=== Entries supplied ===

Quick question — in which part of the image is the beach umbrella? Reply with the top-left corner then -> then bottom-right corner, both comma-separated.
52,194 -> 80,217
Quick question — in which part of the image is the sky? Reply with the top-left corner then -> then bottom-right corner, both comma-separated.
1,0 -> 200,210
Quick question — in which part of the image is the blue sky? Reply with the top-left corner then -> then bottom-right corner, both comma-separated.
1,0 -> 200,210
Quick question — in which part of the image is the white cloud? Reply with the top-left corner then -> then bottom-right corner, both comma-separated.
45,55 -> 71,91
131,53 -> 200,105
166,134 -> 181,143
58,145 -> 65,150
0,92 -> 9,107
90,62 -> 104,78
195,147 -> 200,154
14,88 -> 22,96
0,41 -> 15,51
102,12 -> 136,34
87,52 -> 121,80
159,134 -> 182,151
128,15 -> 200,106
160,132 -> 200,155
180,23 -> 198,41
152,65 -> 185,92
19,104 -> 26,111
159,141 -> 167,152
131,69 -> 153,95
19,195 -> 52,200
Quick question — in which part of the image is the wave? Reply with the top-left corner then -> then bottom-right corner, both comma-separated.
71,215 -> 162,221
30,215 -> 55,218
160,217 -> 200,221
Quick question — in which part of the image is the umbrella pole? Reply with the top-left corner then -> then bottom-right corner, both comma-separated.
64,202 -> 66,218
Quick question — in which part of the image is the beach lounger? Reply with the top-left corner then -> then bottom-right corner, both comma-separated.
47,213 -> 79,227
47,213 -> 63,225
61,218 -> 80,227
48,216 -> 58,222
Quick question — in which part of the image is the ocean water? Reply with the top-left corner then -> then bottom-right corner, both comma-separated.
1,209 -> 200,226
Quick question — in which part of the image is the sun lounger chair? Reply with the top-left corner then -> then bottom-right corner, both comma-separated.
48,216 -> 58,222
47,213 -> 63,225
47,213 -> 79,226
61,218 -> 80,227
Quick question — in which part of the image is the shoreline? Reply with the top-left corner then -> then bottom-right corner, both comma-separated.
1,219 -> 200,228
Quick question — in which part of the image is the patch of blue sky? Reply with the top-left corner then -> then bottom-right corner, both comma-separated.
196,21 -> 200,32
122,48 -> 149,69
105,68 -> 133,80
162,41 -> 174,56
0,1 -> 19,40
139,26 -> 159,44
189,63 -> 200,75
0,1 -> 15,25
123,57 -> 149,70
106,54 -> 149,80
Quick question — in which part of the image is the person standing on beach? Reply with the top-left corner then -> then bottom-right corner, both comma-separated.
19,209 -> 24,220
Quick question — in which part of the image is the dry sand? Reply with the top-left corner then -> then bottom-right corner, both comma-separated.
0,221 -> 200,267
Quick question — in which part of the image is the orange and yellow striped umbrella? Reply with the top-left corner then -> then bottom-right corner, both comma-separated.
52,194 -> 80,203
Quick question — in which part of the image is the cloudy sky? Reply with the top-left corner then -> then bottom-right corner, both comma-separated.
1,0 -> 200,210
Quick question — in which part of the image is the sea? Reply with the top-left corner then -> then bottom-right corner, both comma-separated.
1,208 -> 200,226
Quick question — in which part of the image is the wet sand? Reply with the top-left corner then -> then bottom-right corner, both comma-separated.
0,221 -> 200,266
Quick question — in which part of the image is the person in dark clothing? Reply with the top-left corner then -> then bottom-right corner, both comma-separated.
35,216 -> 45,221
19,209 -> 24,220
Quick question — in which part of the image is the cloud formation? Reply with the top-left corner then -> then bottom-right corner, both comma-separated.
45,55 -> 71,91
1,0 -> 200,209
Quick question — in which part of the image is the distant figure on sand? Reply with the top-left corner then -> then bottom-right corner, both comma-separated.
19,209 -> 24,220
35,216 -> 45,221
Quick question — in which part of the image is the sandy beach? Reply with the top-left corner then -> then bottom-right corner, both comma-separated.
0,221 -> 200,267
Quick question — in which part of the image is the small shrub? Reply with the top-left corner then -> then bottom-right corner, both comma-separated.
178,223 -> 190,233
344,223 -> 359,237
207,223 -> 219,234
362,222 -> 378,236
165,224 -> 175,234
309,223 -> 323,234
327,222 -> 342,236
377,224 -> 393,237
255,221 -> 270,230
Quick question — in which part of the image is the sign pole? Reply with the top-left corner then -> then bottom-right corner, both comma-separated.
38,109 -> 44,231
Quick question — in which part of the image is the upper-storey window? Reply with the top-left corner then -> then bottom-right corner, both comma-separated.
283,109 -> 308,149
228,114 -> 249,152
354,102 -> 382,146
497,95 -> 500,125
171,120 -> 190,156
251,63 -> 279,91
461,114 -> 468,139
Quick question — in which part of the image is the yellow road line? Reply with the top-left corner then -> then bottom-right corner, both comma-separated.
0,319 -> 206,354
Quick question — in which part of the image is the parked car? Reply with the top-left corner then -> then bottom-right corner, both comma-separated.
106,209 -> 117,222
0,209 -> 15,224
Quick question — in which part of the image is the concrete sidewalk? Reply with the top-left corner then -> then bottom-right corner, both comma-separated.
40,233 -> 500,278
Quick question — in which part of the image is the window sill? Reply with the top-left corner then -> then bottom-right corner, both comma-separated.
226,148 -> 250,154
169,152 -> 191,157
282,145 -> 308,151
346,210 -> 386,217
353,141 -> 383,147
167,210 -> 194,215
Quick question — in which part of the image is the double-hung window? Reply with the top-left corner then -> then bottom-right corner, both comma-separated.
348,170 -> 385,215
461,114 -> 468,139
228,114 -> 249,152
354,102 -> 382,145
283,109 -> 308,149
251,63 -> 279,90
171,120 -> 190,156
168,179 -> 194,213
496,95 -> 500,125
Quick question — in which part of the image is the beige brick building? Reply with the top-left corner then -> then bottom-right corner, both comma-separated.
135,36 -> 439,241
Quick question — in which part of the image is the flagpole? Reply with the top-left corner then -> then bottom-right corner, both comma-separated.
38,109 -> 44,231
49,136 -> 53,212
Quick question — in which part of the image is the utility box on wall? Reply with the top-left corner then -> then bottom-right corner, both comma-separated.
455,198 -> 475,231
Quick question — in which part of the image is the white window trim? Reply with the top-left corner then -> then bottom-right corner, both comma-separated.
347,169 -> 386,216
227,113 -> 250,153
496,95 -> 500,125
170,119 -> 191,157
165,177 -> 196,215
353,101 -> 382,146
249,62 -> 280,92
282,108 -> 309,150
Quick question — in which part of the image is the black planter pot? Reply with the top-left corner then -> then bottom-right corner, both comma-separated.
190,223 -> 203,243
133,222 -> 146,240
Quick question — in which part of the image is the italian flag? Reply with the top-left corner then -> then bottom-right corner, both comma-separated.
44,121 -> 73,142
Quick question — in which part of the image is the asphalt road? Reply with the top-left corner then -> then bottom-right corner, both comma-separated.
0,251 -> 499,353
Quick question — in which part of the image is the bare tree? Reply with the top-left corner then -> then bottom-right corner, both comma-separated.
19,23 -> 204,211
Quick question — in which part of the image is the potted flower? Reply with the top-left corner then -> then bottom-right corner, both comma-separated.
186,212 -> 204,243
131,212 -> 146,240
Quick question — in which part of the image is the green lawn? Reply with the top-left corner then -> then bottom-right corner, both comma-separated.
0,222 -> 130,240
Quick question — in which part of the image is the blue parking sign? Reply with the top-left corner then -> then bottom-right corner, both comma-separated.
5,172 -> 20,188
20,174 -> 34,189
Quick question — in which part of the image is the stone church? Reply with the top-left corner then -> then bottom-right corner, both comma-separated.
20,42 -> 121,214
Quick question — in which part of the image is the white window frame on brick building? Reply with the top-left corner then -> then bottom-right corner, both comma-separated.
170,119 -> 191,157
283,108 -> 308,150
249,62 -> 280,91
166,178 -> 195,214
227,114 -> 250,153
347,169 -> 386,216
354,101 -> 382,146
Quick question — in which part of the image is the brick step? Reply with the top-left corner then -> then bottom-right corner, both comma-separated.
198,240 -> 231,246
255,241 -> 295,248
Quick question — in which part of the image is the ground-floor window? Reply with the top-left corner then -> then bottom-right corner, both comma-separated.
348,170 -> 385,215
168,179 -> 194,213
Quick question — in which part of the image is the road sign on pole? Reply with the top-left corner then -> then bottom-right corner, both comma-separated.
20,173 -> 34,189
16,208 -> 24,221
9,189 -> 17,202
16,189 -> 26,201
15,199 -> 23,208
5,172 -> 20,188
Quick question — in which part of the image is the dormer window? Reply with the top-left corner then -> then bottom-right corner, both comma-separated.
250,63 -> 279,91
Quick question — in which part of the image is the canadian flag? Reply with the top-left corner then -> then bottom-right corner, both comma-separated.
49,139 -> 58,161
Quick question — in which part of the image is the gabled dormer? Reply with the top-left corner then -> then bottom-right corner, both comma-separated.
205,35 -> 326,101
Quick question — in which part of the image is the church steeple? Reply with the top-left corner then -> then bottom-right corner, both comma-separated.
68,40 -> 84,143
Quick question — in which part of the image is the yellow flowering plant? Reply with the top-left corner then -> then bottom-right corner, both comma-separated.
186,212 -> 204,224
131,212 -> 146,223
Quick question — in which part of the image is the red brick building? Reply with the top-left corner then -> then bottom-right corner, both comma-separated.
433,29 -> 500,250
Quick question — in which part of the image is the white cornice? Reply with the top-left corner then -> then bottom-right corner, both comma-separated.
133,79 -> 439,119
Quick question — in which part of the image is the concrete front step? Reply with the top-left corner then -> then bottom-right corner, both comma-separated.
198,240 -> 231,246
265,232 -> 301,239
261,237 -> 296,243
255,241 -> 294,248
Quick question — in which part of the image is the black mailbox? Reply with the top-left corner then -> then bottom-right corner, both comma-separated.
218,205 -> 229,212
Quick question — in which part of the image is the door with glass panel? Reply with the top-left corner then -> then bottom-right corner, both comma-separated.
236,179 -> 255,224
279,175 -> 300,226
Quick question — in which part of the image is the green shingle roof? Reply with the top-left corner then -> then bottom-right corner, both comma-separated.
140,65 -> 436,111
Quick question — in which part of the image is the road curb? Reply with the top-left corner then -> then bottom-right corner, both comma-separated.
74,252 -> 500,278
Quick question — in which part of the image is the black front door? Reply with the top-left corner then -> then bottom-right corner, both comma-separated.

===

> **Problem details**
Everything from the line containing "the green shingle" through the last line of the records must be given again exactly; leave out all other lines.

> **Answer to this task**
Quick question — in which part of the image is the green shingle roof? Reply with the top-left corner then -> then bottom-right corner, both comma-separated.
140,65 -> 436,111
Quick question — in which part of the image is the road curb? Reply with the top-left corner then -> then bottom-right corner, both comma-separated.
74,252 -> 500,278
Quick question — in which part of the image is the black front door? Reply with the top-left corner then -> then bottom-right corner, both comma-separated.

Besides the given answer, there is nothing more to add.